● **TEXT BLOCK**
**********
Research
NVIDIA Nemotron 3: Agentic AI with Open Hybrid Models
NVIDIA Nemotron 3: Agentic AI models that activate only 10% of their parameters to combine speed, accuracy, and cost control.
Agentic artificial intelligence has seen spectacular acceleration in recent months. In this context of excitement, NVIDIA makes a strong statement with Nemotron 3, a collection of models that shakes up established standards. More than a simple technological update, this initiative marks a strategic turning point for the GPU giant. By combining innovative architecture, radical transparency, and accessible tools, NVIDIA Nemotron aims to democratize the development of intelligent agents capable of reasoning, planning, and acting autonomously.
NVIDIA Nemotron Changes Foundation Model Paradigm
NVIDIA Nemotron represents much more than a family of large language models. This range stands out with a holistic approach that simultaneously provides the models, training datasets, and complete development recipes. This unprecedented transparency allows businesses and developers to understand exactly how these models were built, an essential condition for serene adoption in a professional environment.
The underlying architecture constitutes the true revolution of NVIDIA Nemotron. Engineers have designed a hybrid structure that combines three technologies: traditional Transformers, the Mamba 2 architecture derived from state-space models, and a sparse mixture-of-experts mechanism. This combination allows only 10% of the total parameters to be activated during inference, drastically reducing computational needs without sacrificing precision. For example, NVIDIA Nemotron 3 Nano has 30 billion parameters but only uses 3 billion per request, thereby optimizing the performance-cost ratio.
**********
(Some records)
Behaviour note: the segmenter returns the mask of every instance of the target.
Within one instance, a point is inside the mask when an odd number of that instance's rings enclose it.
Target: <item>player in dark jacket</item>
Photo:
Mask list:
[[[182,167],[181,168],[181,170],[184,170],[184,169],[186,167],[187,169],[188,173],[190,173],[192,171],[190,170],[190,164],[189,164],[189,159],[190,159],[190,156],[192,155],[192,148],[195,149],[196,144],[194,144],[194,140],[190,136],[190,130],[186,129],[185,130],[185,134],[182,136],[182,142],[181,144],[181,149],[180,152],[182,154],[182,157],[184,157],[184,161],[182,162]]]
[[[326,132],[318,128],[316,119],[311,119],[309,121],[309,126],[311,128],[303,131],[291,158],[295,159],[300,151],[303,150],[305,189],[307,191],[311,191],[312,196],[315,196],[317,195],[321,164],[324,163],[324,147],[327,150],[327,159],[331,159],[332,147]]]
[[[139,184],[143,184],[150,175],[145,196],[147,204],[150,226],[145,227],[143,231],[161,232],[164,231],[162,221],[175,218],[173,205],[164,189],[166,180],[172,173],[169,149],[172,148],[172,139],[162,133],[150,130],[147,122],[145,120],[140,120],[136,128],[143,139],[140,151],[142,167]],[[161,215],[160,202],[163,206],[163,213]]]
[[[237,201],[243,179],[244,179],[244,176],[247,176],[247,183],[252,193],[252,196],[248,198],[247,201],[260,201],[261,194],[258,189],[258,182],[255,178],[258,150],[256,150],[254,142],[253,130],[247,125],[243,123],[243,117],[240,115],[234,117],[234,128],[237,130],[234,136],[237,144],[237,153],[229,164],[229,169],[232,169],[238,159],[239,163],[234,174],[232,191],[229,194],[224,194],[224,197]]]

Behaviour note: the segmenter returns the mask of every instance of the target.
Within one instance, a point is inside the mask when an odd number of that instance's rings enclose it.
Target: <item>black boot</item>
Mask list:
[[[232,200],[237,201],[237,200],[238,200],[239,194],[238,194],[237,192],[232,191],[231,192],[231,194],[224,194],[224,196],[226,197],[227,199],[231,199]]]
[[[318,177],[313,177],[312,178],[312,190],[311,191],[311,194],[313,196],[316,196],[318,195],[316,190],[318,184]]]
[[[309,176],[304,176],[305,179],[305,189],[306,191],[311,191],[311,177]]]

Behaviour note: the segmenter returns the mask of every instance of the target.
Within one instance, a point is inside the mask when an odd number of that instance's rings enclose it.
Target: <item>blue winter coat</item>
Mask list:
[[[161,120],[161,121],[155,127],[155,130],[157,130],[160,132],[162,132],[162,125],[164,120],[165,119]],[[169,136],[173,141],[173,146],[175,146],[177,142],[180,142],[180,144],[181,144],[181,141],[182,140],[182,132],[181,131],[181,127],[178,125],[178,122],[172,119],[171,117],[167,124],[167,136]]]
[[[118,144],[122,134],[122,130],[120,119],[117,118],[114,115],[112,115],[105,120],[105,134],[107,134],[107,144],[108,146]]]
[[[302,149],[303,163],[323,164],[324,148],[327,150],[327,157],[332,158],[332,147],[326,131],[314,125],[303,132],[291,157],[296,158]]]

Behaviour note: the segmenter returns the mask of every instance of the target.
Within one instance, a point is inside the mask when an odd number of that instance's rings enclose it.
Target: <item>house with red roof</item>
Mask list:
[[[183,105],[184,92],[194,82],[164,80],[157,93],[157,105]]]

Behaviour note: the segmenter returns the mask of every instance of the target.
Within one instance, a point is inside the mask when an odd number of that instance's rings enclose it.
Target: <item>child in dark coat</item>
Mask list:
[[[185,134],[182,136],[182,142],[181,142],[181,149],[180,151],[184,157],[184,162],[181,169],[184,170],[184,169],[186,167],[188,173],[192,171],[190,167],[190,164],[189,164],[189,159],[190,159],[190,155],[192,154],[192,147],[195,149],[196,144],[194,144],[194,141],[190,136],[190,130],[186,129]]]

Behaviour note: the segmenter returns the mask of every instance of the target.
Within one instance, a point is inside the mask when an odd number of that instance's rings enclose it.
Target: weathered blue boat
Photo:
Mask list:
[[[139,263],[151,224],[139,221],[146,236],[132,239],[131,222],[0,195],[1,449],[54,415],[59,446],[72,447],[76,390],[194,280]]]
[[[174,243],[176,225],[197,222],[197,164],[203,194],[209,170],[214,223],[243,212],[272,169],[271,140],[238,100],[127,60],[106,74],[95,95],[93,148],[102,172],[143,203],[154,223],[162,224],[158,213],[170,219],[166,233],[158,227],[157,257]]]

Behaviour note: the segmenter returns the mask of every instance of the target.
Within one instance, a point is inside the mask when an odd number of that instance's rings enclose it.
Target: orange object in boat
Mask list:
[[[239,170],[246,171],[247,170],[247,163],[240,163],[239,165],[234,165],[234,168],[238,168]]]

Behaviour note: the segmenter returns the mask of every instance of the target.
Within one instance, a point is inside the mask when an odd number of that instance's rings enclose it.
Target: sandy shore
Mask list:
**********
● **TASKS FOR THIS EXERCISE**
(1) List the technologies that the Nemotron 3 article says are combined in the model's hybrid architecture.
(2) In the Nemotron 3 article, print the passage starting at "Agentic artificial intelligence" and ending at "and acting autonomously.".
(3) Carry on writing the article about NVIDIA Nemotron 3 from the point where it stops.

● **ANSWERS TO THE TASKS**
(1)
- Traditional Transformers
- The Mamba 2 architecture derived from state-space models
- A sparse mixture-of-experts mechanism

(2)
Agentic artificial intelligence has seen spectacular acceleration in recent months. In this context of excitement, NVIDIA makes a strong statement with Nemotron 3, a collection of models that shakes up established standards. More than a simple technological update, this initiative marks a strategic turning point for the GPU giant. By combining innovative architecture, radical transparency, and accessible tools, NVIDIA Nemotron aims to democratize the development of intelligent agents capable of reasoning, planning, and acting autonomously.

(3)
The context window extended to 1 million tokens represents another major asset of NVIDIA Nemotron. This capacity far exceeds current standards and allows for the processing of voluminous documents, prolonged conversations, or complex multi-document analyses. For agentic AI, this extended memory becomes crucial as agents must maintain the thread of their actions over extended periods.
Nemotron Range to Meet All Agentic Needs
The NVIDIA Nemotron collection comes in three main versions adapted to different usage scenarios. NVIDIA Nemotron 3 Nano, with its 30 billion parameters, targets applications where efficiency is paramount. Four times faster than its previous version, this model generates nearly 384 tokens per second, a remarkable performance for a model of this size. It is perfectly suited for agents needing to execute targeted tasks with minimal latency.
NVIDIA Nemotron 3 Super scales up with 120 billion parameters, of which 12 billion are activated. This configuration targets complex multi-agent environments requiring increased precision. Finally, NVIDIA Nemotron Ultra, the flagship of the range, boasts 253 billion parameters. Designed for the most demanding enterprise workflows, this model prioritizes absolute precision for critical applications such as customer service automation or sophisticated supply chain management.
Beyond pure reasoning, NVIDIA Nemotron offers specialized models for vision, retrieval-augmented generation, and security. NVIDIA Nemotron RAG models excel at extracting structured multimodal information, while safety barriers protect against harmful content and hijacking attempts.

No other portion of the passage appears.